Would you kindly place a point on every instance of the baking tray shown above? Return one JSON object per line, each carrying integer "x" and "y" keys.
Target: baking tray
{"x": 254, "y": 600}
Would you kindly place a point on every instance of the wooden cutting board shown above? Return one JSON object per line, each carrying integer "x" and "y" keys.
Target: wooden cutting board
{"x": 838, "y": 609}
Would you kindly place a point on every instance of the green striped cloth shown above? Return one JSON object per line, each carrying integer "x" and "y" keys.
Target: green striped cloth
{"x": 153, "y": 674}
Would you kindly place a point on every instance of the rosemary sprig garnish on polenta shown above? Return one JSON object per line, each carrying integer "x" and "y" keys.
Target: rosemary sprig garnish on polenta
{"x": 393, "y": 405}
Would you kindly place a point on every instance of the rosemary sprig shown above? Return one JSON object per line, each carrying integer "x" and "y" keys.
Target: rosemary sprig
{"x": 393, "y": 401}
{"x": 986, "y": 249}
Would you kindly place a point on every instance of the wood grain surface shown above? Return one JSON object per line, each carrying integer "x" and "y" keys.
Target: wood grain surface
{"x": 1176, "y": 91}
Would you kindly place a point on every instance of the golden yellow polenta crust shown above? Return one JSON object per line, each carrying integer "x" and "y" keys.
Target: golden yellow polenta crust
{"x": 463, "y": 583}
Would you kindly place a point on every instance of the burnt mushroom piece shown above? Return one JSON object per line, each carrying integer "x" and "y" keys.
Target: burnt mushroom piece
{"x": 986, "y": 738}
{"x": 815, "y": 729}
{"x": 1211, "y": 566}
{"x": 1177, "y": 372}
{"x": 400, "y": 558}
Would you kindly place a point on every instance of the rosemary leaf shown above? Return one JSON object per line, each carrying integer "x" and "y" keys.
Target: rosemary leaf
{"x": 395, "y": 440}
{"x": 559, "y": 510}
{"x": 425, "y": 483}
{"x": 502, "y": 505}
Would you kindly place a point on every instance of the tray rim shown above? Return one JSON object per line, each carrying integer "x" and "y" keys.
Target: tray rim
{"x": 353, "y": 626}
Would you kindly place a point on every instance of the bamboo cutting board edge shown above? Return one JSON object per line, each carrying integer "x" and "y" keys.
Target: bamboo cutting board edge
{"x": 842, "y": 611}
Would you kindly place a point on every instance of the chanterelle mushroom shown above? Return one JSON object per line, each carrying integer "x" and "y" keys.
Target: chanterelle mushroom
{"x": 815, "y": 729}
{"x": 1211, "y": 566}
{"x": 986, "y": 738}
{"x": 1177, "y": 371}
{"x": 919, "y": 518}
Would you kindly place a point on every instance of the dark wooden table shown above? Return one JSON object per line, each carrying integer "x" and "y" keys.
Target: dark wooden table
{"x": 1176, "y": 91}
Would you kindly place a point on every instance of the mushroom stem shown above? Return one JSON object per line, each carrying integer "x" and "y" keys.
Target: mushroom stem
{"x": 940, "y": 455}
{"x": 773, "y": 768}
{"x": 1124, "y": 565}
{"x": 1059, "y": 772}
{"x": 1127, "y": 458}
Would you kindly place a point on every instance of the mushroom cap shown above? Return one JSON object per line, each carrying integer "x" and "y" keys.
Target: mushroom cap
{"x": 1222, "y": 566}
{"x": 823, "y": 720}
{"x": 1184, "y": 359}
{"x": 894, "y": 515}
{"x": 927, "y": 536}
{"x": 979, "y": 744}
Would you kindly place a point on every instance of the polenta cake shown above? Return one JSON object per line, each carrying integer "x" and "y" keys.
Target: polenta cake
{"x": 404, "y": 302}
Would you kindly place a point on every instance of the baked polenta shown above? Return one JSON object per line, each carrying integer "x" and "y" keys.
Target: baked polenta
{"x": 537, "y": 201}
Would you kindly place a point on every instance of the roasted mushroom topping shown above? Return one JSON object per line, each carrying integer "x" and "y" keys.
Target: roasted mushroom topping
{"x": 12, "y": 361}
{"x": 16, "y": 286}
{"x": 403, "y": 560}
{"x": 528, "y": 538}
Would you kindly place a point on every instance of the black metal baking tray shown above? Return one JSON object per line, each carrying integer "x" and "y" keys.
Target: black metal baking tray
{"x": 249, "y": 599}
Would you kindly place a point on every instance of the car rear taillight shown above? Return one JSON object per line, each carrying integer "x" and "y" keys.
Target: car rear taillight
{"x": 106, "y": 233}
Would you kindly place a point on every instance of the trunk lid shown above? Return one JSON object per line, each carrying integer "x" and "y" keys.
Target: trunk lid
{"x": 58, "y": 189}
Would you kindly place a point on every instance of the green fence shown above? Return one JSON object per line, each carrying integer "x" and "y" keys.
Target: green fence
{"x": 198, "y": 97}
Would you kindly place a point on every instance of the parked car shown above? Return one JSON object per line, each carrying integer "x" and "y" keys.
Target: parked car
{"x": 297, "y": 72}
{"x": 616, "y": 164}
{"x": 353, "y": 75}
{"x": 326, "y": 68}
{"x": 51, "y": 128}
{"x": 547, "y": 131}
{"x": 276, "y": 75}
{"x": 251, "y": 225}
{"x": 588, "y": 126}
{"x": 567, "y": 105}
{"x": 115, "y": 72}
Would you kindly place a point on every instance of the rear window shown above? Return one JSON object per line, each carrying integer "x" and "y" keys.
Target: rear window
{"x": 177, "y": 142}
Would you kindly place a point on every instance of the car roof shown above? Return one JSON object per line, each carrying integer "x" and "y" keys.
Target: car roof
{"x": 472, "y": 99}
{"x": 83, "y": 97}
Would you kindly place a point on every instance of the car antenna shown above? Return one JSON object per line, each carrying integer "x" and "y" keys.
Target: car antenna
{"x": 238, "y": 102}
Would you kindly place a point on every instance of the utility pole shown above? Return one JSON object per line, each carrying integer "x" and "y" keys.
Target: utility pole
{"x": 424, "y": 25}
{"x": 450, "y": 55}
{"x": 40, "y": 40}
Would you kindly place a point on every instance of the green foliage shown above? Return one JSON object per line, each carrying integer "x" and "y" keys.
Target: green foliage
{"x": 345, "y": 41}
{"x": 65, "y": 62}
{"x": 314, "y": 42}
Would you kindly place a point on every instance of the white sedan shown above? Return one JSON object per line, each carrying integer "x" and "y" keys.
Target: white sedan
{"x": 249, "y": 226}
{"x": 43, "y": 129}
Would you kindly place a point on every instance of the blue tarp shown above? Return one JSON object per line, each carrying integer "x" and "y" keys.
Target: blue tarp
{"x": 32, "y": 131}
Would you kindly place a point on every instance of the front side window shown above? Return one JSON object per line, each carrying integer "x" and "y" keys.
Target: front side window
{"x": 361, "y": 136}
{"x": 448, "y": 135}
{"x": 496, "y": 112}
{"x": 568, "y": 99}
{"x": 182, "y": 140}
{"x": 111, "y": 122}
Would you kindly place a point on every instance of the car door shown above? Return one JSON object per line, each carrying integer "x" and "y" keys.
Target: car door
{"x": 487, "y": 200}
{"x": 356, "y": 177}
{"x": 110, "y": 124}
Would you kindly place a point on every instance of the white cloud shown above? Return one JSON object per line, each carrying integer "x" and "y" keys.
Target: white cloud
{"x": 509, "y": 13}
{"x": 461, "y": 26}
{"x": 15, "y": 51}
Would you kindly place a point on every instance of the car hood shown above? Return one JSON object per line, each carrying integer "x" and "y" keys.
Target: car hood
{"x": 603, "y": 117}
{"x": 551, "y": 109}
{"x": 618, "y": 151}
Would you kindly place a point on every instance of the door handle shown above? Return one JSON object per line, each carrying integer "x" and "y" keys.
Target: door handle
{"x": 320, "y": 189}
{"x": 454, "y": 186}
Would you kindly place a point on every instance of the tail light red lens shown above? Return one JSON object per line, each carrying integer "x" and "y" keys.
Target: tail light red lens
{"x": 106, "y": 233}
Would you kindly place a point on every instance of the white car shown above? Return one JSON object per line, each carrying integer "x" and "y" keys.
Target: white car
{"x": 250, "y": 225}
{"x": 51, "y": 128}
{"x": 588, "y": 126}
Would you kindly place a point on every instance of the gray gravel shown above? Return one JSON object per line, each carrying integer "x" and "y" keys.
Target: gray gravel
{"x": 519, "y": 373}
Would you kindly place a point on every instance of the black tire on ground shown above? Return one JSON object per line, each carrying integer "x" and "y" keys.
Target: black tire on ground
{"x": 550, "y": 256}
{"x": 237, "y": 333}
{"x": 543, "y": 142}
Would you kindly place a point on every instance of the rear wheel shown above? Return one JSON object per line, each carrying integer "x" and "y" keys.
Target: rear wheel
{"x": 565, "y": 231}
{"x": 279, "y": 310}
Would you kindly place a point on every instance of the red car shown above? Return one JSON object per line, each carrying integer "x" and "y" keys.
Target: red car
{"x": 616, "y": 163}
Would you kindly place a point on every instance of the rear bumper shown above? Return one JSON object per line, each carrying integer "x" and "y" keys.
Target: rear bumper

-=-=-

Activity –
Of all the entries above, output exactly the lines between the one holding "the wood grain" and the one holding "the mushroom stem", inclusive.

Result of this task –
Would you kindly place a point on every instance of the wood grain surface shown above? Return one JSON object per line, each carrying integer "x" and "y" keys.
Target: wood grain surface
{"x": 1176, "y": 91}
Would you kindly place a point on every instance of the golden yellow polenta crust shown above? Return one JSON object per line, each carrying integer "x" and "y" keys.
Target: golden yellow polenta crust
{"x": 463, "y": 583}
Would you kindly place a point on every instance of the burnt mushroom piece shown above? Return one JSON object per line, each carrying integer "x" and "y" keys.
Target: burnt mushroom piece
{"x": 986, "y": 738}
{"x": 815, "y": 729}
{"x": 1211, "y": 566}
{"x": 1177, "y": 372}
{"x": 400, "y": 558}
Would you kindly place a point on every instance of the rosemary leaf shown above? Return one JSON object per line, each carrying integer "x" and "y" keys.
Target: rosemary leaf
{"x": 395, "y": 440}
{"x": 559, "y": 510}
{"x": 425, "y": 483}
{"x": 502, "y": 505}
Would you kindly place a point on every instance of the tray rim shown above? Return one JSON object per line, each carrying integer "x" and "y" keys.
Target: tray rim
{"x": 353, "y": 626}
Would you kindly place a point on every instance of the bamboo cutting board edge shown above? Return one JSON object per line, each carrying integer "x" and "y" keys.
Target: bamboo cutting board edge
{"x": 842, "y": 611}
Would you kindly place a point on every instance of the chanterelle mushroom shown above? Return one JSON object per line, each carrying integer "x" and "y" keys.
Target: chanterelle mushroom
{"x": 815, "y": 729}
{"x": 1211, "y": 566}
{"x": 986, "y": 738}
{"x": 1177, "y": 371}
{"x": 919, "y": 518}
Would you kindly place a point on every instance of the dark wooden table shown above? Return one JSON object per line, each carrying integer "x" and "y" keys.
Target: dark wooden table
{"x": 1176, "y": 91}
Would you kindly place a point on every instance of the mushroom stem shown above? Return one JSON object per line, each carrying integer "x" and "y" keys.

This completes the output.